正文节选:
········

一
英亚当?斯密著《国富论》(The wealth of Nations),全名为《国民财富的原因和性质的研究》(An Inquiry into the Causes andNature of the Wealth of Nations),后人摘取后面四个字,简称为《国富论》。初版于1776年问世,就是美国《独立宣言》发表的那一年。
这部书过去在中国有过两个译本。1902年严复的中译本名为《原富》,是为介绍新思想而译的。王亚南、郭大力的译本初名《国富论》(1930年),后名《国民财富的原因和性质的研究》(1972年),“只是要作为翻译《资本论》的准备,为宣传马克思主义政治经济学做准备”而译的。现在这个译本是为了显示这本书“在影响世界历史进程中的作用”而译的,它的特色见本序言的最后一段。
二
《国富论》出版于资本主义发展初期,在英国工业革命以前。当时英国的手工制造业正在向大工业过渡,产业的发展还受着封建残余制度和流行的重商主义限制政策的束缚。本书总结了近代初期各国资本主义发展的经验,批判吸收了当时的重要经济理论,对整个国民经济的运动过程做了系统的明白的描述,提出了自由放任的主张,被誉为“第一部系统的伟大的经济学著作”,对经济学的发展和资本主义的发展都起了重大的促进作用。
在经济学的发展方面,斯密获得了政治经济学古典学派“创立者”的称号。

········

所给材料:
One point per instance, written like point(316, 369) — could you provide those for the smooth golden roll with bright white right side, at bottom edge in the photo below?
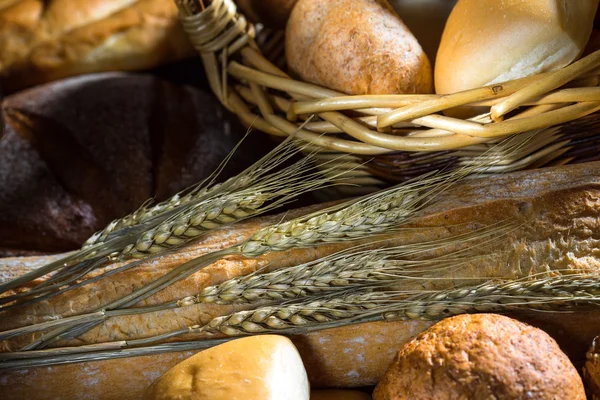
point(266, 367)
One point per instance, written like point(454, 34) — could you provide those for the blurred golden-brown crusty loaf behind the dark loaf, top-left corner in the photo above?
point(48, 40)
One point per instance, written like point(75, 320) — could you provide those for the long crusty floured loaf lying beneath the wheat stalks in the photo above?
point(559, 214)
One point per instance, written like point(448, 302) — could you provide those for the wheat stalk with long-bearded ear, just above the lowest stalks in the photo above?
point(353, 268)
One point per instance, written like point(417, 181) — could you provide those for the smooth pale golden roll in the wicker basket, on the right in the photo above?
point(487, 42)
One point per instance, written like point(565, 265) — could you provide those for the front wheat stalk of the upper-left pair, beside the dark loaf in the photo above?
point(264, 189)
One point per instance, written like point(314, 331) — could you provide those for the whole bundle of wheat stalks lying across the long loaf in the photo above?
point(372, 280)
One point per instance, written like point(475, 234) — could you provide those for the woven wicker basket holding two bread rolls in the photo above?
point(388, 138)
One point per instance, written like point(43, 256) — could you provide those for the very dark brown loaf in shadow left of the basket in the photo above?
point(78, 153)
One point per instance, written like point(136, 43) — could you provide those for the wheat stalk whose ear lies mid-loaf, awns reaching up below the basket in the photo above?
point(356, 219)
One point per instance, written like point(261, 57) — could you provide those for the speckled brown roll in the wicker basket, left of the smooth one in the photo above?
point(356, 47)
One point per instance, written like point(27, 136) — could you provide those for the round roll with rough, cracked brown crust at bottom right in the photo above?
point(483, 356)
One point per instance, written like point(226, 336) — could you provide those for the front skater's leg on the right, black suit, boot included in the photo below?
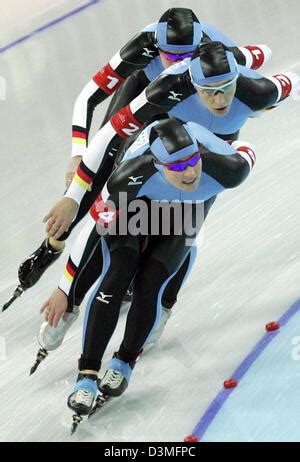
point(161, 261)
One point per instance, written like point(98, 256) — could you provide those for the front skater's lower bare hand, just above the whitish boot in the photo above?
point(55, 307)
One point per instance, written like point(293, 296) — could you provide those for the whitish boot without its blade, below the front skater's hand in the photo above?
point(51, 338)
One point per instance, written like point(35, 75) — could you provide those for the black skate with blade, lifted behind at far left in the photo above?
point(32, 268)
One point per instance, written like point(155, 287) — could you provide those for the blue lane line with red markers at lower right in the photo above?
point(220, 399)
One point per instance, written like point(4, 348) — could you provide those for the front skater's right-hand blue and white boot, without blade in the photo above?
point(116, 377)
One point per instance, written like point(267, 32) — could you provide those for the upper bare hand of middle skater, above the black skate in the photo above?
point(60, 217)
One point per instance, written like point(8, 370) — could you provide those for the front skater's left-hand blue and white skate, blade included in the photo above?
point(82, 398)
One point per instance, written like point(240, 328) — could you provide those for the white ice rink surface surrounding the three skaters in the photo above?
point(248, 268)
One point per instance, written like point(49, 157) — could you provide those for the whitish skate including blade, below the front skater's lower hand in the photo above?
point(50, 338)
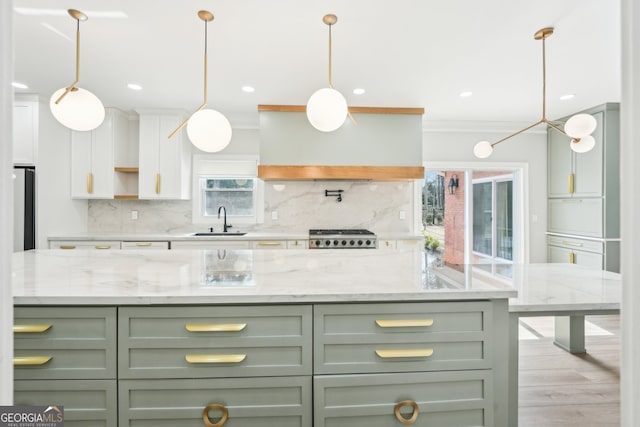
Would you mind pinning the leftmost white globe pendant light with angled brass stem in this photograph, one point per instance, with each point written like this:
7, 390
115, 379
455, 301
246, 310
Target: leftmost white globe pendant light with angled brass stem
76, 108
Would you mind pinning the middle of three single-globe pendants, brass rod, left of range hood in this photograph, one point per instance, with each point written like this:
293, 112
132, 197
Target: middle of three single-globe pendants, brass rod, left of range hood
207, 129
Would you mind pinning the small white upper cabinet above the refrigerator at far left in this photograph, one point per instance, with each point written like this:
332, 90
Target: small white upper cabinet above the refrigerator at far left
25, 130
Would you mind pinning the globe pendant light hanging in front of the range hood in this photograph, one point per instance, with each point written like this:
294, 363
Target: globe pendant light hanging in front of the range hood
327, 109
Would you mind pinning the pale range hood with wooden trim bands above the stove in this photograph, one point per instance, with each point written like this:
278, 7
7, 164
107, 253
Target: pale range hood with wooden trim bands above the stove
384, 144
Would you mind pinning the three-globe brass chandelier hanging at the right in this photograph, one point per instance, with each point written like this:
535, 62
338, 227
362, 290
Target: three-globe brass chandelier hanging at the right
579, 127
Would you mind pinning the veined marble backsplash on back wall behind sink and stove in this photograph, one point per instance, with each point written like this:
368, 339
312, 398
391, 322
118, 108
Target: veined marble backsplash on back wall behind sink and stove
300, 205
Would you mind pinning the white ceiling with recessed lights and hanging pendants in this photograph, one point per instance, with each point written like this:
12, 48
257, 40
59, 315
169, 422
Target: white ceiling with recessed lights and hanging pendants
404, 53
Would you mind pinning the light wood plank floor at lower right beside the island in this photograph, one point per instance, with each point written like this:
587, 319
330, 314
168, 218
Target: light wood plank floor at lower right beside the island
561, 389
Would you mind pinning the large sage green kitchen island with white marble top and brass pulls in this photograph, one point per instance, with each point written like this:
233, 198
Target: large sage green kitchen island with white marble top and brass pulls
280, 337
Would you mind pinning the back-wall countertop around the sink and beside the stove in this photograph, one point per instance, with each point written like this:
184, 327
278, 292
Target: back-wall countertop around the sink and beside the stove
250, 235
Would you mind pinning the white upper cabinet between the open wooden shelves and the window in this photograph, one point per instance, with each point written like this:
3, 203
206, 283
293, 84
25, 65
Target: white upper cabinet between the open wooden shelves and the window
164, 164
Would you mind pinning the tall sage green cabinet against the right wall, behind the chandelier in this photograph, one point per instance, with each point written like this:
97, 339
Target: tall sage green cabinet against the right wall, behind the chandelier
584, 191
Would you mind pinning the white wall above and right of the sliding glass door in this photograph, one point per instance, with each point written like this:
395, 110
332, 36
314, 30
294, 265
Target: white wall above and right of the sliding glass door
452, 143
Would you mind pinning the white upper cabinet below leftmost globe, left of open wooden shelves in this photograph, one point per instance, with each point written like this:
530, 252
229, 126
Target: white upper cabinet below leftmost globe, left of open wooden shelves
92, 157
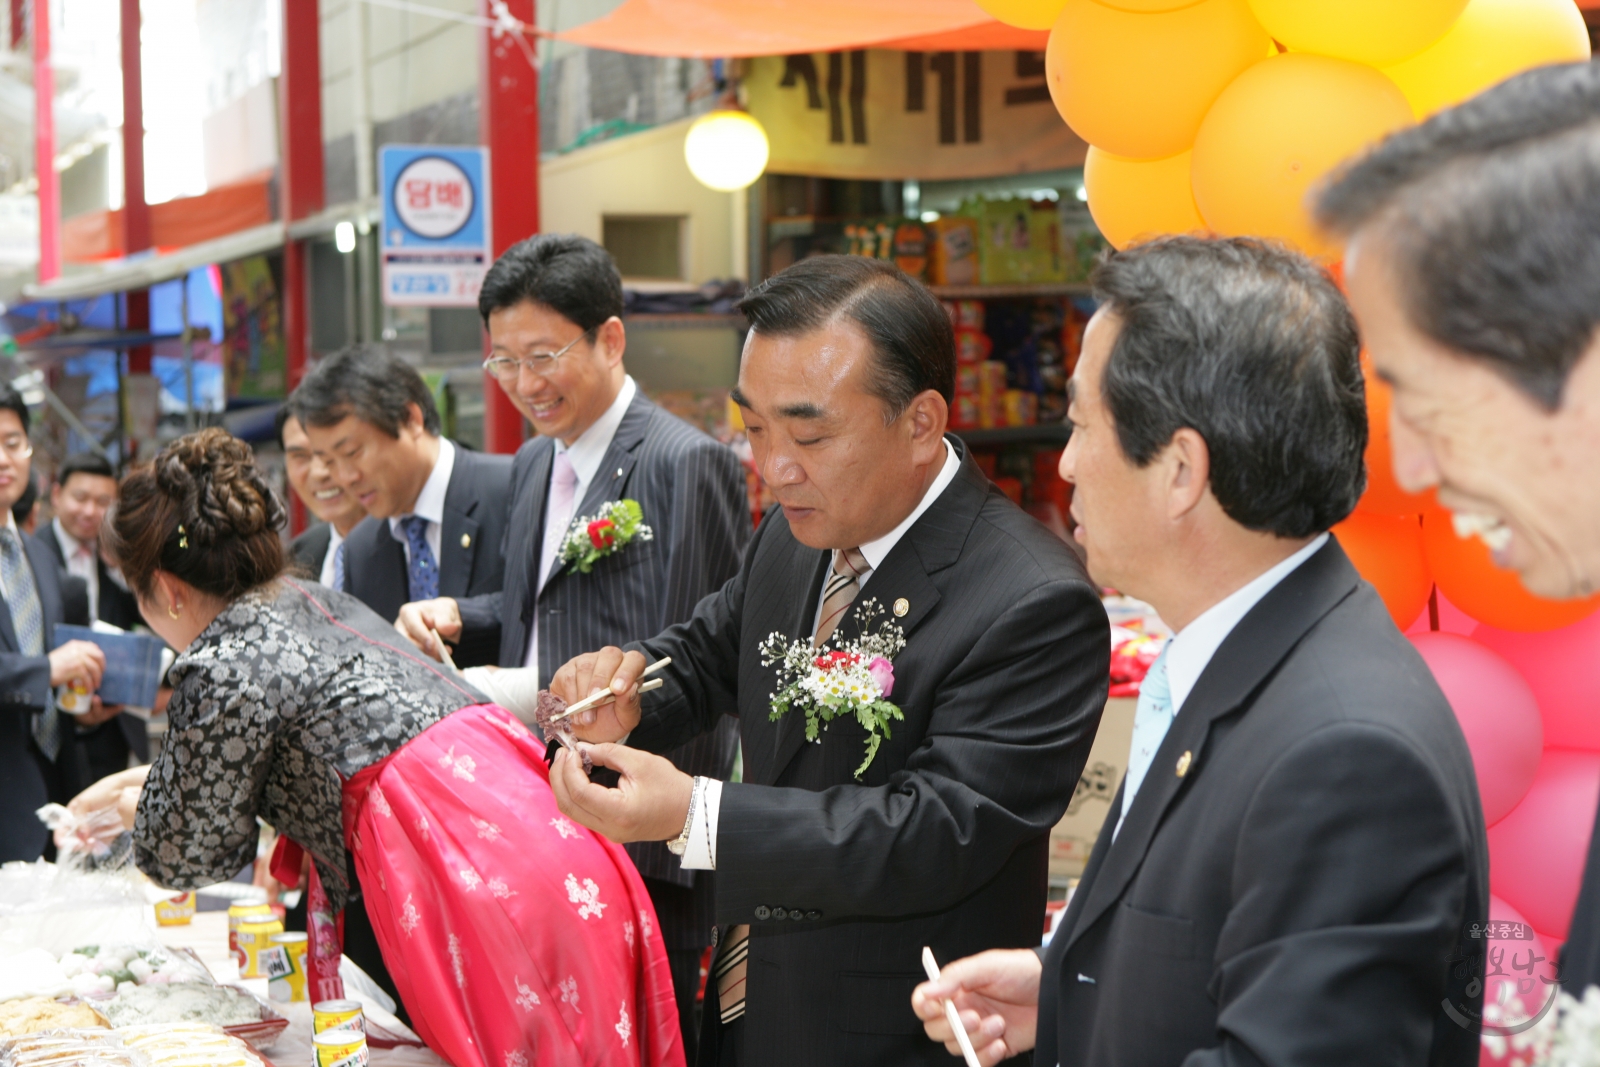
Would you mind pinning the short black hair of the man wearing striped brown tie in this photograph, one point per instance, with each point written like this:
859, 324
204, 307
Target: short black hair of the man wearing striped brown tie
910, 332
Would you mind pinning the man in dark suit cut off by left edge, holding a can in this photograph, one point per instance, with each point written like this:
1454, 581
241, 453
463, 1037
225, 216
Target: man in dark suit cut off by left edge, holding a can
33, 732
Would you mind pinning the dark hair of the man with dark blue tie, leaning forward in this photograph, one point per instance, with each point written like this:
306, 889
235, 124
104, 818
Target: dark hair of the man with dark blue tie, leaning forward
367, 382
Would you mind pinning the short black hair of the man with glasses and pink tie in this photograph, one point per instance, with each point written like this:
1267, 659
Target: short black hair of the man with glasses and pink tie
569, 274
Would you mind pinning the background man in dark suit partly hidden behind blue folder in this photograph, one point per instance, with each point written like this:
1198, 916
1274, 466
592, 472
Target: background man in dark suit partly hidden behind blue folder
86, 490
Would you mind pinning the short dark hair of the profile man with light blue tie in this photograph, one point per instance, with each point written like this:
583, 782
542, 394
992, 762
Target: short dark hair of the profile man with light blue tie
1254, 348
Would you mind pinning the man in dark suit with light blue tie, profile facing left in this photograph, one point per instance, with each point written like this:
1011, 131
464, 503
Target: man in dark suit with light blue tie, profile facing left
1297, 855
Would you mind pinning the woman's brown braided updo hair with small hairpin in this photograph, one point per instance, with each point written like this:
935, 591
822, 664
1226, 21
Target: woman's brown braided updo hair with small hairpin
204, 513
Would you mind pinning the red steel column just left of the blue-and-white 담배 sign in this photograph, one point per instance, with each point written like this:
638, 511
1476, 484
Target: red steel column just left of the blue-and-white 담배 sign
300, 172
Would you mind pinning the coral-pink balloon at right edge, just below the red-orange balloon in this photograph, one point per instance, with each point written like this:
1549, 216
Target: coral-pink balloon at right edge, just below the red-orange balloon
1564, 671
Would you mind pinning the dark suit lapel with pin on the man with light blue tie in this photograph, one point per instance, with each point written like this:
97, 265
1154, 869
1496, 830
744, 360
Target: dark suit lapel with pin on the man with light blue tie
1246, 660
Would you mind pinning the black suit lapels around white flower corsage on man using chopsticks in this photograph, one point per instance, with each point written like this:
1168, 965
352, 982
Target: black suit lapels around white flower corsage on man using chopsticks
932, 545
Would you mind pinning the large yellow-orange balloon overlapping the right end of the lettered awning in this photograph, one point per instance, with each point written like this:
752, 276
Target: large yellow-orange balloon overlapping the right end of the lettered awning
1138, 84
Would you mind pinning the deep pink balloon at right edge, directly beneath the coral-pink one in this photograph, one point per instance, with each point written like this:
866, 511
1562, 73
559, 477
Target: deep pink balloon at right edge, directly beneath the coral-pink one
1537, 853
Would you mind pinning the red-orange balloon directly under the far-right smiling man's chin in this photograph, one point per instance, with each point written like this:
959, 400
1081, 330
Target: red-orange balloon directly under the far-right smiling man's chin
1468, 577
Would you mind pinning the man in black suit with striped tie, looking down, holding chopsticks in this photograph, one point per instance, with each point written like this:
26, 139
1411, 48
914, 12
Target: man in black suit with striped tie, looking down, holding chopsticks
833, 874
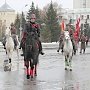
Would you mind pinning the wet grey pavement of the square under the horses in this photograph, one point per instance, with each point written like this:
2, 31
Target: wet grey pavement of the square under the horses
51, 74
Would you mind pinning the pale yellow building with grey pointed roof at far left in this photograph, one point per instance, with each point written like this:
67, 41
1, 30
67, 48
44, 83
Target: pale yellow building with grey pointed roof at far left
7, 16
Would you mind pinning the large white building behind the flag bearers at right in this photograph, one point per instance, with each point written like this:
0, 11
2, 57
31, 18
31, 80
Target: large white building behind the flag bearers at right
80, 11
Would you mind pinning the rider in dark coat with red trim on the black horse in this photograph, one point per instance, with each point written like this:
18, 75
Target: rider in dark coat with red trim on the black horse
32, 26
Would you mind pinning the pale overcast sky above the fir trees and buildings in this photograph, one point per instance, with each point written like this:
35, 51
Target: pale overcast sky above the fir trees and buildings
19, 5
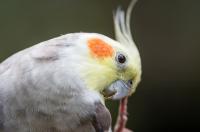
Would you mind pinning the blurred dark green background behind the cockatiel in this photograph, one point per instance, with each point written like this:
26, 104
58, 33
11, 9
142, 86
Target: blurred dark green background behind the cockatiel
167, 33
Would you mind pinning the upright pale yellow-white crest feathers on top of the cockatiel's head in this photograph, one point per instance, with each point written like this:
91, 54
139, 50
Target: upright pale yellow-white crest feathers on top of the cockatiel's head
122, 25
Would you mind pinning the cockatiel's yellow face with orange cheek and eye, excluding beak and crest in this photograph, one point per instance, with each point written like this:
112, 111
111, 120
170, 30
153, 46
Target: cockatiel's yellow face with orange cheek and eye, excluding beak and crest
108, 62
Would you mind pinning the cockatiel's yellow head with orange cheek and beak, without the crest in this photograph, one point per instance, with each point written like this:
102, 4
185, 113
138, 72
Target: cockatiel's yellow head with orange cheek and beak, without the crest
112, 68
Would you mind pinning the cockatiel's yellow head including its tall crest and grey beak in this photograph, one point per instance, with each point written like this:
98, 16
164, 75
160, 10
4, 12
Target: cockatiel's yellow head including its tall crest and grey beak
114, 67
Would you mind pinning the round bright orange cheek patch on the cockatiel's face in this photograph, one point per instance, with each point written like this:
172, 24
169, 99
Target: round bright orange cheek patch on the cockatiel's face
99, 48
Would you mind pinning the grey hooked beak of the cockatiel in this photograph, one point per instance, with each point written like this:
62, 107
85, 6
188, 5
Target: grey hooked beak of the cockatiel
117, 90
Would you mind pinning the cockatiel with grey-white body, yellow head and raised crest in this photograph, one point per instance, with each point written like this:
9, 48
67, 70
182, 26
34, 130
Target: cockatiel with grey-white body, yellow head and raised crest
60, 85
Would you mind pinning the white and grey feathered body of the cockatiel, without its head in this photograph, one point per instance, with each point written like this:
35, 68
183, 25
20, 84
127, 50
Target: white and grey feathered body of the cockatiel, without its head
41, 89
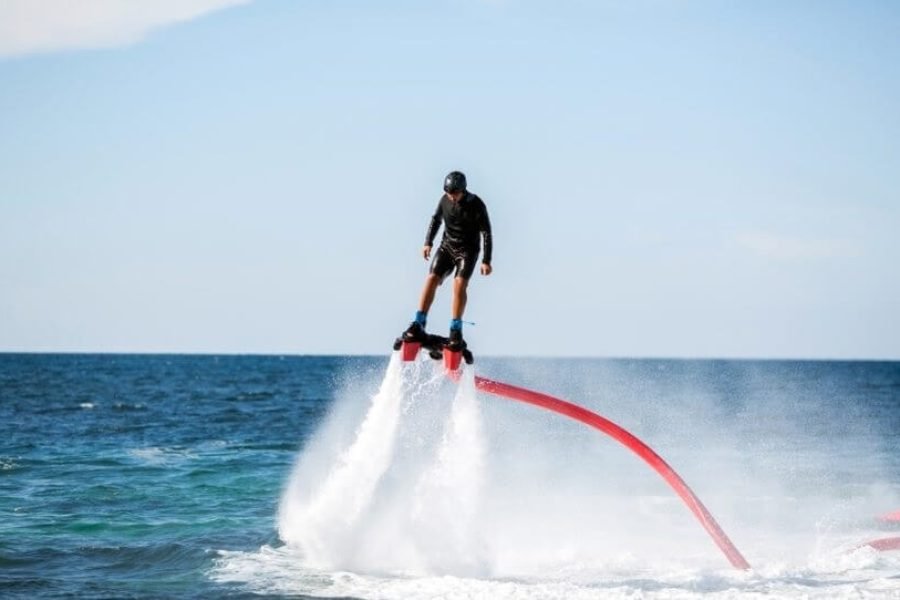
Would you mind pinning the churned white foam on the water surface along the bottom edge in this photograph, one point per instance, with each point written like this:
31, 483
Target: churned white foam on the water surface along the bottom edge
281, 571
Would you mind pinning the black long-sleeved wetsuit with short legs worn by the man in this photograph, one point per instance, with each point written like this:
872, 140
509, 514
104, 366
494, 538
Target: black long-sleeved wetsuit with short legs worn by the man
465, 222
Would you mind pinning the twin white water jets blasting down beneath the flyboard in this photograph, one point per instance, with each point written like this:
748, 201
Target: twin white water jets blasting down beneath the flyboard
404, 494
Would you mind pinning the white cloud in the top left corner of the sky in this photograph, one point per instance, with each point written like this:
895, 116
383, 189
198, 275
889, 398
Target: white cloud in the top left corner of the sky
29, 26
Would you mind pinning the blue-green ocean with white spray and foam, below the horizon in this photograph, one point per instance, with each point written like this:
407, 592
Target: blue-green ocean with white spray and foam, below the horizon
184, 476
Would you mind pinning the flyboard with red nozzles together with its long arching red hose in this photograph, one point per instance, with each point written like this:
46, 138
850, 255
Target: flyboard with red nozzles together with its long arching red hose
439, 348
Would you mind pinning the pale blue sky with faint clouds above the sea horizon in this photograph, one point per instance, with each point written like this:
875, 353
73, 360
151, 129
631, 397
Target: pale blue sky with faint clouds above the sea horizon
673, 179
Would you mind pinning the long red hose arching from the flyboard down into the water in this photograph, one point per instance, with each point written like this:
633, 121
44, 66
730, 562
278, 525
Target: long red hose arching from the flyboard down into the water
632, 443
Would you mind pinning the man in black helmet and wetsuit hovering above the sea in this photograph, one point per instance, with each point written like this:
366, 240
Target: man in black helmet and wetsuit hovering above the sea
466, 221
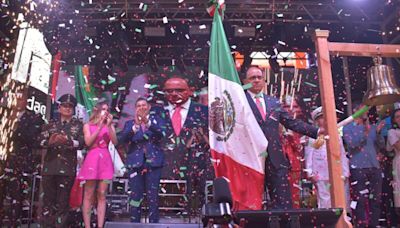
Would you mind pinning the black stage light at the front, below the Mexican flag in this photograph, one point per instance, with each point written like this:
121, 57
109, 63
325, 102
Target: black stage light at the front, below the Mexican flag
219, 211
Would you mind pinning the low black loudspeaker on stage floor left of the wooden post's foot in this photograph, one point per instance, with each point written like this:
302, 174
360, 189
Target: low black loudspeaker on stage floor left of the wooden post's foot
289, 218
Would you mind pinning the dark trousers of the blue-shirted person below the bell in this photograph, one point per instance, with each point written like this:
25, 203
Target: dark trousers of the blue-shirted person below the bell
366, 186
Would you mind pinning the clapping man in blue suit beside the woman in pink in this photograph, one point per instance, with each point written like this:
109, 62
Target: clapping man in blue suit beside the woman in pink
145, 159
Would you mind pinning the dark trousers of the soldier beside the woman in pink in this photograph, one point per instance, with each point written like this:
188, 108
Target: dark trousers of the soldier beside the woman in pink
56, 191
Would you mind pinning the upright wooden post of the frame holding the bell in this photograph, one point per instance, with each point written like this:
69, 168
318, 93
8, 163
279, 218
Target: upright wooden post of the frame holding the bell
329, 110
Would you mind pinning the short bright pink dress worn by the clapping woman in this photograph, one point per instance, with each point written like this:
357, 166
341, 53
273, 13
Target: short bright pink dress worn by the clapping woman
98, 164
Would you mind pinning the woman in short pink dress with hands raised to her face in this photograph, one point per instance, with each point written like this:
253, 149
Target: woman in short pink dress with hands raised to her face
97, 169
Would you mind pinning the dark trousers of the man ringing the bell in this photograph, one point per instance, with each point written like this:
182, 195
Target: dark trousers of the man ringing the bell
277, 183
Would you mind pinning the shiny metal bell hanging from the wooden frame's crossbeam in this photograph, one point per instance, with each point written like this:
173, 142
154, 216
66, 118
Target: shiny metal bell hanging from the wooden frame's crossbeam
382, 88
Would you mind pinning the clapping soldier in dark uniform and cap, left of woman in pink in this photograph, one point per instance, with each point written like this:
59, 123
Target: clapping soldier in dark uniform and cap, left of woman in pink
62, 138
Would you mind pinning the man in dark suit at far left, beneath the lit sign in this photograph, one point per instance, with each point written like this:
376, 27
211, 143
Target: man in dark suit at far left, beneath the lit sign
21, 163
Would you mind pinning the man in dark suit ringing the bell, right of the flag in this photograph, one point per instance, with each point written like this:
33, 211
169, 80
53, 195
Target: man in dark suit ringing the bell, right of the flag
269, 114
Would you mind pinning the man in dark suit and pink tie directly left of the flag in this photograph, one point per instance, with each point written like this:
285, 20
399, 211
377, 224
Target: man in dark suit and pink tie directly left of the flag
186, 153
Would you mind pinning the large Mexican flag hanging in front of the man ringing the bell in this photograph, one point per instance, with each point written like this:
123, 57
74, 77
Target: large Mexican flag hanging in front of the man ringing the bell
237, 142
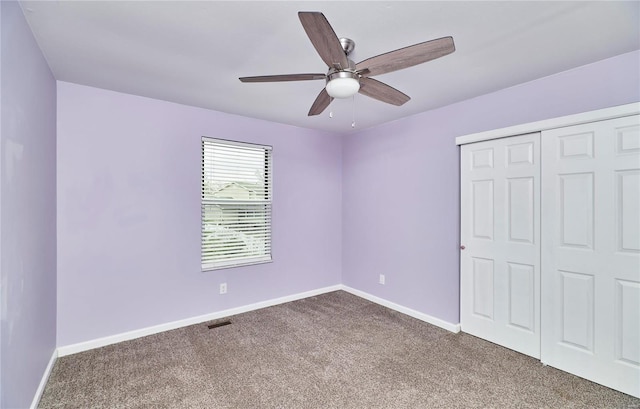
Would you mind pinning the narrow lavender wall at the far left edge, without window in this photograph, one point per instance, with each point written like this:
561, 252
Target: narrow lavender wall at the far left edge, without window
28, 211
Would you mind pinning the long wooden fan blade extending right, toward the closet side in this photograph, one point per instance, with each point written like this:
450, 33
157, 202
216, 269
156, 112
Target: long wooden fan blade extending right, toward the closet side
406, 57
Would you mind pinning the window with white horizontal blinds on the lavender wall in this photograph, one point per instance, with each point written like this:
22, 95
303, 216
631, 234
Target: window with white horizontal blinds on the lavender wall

········

把上面介绍《国富论》的那篇序言接着往下写，从最后一句后面开始。

熊彼特评论说:“18世纪结束以前,《国富论》就已出了九个英文版本,这还不算爱尔兰和美国出的版本,并(就我所知)被译成了丹麦文、荷兰文、法文??、德文??、意大利文和西班牙文(加着重点的不只有一种译本;俄文的第一个译本出版于1902-1906年)。由此可以看出《国富论》一发表,就取得了巨大成功。对于这种类型和这种水平的著作(它完全没有《法的精神》一书所具有的那种优雅气质)来说,我认为这可以称做是奇观。但这与不那么好衡量的、真正有意义的成功比较起来,根本不算什么。从大约1790年起,斯密就成了导师,不是初学者或公众的导师,而是专业人员特别是教授们的导师。包括李嘉图在内,这些人中大部分人的思想,都源于斯密,而且他们大都也从未超过斯密。在大约50年中,直到约翰?穆勒的《原理》(1848年)问世为止,普通经济学家的思想大都是由斯密提供的。在英国,李嘉图的《原理》(1817年)对斯密是一严重挑战。但在英国以外的地方,大多数经济学家还跟不上李嘉图的步伐,斯密仍享有支配地位。于是斯密便被授予了‘创立者’的称号(没有哪一个与他同时代的人会想到授予他这一称号),而他以前的经济学家则成了所谓‘前驱者’,但如果抽掉这些前驱者的思想,是否还能剩下斯密的思想,是很值得怀疑的。”
熊彼特的话,毁誉参半。但斯密在经济学中的地位是不容否认的,这一点从萨缪尔逊的“经济学世系图”可以看出。就连熊彼特自己,也不得不为《国富论》写了详细的“读者指南”(见“导读”)。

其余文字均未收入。